Pros: short leases (due for renewal every 6-12 months) allowing you to capitalize on any positive adjustments in the market conditions.

Commercial

Office buildings and skyscrapers basically constitute commercial buildings. Property owners lease out these spaces to companies or small business owners, who then pay rent to use the property. Commercial real estate prices have been on an upward trend. This statistics indicates this category has a considerable ROI in the long term.

Pros: Benefit of longer leases, usually multi-year. Typically, this approach helps generate greater stability in cash flow and often cushions you as the property owner from rental rates decline.

Cons: Markets fluctuate, and its possible rental rates may increase rapidly within a short period. Due to the dated agreements, a property owner may not have the flexibility to increase the rent to match the competitive market rates.

Industrial

These properties generate income from customers who frequent properties such as industrial warehouses, storage units, distribution centers, manufacturing facilities, and other purpose-built properties. As a real estate investor, you charge significant fees and earn service revenue as a means to increase your return on investment.

----------------------------------------

- _Exercise_: In the real estate excerpt above, condense the paragraph that begins "Office buildings and skyscrapers" into a short bulleted list that keeps its main facts.

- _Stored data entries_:
----------------------------------------

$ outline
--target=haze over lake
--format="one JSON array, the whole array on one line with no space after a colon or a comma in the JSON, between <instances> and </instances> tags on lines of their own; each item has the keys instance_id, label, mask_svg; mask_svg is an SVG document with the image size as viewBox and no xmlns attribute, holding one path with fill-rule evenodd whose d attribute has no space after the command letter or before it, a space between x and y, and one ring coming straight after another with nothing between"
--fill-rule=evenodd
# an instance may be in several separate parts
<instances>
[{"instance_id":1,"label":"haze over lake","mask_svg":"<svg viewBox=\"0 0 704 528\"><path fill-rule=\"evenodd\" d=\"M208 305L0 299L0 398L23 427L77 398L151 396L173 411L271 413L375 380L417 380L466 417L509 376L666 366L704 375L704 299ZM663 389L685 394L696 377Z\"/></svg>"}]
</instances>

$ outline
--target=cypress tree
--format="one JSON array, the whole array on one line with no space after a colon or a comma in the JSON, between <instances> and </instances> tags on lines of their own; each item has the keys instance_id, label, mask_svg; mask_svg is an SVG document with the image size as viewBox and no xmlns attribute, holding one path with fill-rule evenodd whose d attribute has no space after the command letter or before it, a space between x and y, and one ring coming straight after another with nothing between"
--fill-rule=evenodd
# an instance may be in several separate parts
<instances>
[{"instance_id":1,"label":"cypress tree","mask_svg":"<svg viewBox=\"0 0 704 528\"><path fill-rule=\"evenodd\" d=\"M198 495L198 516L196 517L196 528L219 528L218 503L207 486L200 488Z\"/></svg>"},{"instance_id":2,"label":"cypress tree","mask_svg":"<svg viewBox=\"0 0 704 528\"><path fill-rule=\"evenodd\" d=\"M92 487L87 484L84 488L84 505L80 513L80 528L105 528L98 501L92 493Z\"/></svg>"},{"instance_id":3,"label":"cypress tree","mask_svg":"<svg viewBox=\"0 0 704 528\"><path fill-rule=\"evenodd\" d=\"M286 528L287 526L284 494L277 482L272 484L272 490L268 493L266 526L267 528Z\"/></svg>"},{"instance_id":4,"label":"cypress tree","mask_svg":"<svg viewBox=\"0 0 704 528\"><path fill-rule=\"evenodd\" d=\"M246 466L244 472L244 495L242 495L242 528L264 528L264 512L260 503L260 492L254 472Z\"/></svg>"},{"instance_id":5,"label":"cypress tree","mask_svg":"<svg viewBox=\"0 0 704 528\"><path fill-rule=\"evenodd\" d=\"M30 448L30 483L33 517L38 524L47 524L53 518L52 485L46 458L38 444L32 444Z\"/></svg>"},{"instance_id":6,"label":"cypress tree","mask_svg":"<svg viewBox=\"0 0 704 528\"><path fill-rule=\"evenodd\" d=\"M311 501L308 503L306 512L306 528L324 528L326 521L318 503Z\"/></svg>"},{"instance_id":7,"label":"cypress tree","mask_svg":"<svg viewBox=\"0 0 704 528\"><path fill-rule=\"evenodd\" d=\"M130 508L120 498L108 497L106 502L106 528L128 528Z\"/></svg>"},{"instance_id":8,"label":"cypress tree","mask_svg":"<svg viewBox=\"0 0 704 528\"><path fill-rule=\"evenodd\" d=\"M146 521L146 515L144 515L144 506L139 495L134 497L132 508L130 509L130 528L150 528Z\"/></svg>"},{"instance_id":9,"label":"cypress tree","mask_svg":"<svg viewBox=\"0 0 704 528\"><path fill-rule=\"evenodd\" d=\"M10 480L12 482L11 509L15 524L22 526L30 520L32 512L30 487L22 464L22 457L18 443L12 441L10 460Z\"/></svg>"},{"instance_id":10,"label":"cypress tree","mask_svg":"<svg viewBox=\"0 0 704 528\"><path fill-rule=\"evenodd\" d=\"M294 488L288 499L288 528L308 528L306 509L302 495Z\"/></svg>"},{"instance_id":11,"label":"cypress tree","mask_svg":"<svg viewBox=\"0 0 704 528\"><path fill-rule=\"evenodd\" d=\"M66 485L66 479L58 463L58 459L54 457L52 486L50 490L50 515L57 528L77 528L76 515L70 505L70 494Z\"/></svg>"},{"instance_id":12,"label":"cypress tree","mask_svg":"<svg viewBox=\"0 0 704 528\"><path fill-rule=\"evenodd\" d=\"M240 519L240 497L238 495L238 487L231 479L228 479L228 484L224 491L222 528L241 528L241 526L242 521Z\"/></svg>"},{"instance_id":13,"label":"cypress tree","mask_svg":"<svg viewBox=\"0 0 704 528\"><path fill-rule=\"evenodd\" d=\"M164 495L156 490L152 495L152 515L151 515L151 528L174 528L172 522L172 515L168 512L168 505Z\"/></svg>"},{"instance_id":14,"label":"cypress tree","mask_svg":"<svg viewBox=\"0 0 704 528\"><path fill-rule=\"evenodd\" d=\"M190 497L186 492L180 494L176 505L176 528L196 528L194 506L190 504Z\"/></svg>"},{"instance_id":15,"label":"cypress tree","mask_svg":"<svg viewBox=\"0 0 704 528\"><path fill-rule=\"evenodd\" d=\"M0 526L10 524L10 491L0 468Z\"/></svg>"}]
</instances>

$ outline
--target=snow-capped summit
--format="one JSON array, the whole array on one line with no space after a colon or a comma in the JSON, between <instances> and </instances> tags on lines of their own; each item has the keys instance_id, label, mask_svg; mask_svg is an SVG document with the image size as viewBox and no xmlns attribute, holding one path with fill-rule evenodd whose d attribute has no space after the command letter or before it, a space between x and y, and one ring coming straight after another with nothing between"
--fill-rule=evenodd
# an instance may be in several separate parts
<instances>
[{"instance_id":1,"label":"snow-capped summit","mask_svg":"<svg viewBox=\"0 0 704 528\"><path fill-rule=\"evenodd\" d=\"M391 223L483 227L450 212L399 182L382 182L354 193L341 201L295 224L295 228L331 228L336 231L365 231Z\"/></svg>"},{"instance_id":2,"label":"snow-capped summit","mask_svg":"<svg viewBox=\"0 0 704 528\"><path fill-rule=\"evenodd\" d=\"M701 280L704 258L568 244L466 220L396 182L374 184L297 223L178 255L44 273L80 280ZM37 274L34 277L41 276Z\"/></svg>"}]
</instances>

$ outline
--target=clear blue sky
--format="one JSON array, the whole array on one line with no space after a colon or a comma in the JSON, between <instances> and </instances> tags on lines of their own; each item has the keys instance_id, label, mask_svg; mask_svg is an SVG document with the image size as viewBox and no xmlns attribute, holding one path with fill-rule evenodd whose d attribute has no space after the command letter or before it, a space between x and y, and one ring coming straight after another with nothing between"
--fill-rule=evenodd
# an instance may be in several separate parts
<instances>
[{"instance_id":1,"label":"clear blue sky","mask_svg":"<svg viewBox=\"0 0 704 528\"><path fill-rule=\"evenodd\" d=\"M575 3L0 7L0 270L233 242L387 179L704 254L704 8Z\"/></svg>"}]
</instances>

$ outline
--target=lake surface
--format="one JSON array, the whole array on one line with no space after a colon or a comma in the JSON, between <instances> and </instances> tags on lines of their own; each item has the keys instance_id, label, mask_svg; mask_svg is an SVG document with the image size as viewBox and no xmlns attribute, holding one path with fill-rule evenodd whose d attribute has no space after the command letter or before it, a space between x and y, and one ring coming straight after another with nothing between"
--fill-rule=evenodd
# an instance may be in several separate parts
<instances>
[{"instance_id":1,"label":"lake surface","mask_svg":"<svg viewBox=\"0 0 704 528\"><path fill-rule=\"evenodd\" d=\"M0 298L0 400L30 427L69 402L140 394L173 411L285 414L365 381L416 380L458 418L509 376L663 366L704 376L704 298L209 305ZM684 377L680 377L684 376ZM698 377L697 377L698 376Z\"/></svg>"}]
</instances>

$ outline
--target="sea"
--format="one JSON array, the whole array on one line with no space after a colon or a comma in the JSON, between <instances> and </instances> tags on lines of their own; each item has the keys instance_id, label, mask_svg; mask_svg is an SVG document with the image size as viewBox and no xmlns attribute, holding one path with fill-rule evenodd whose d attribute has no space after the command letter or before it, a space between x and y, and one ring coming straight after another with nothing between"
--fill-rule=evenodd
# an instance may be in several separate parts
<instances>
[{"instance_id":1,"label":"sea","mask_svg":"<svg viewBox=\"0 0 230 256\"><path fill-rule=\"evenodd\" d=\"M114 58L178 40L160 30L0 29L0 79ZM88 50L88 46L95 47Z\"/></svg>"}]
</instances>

----------------------------------------

- _Problem solution_:
- Commercial buildings are mainly office buildings and skyscrapers.
- Owners lease these spaces to companies or small business owners, who pay rent to use them.
- Commercial real estate prices have been rising.
- The category offers a considerable long-term ROI.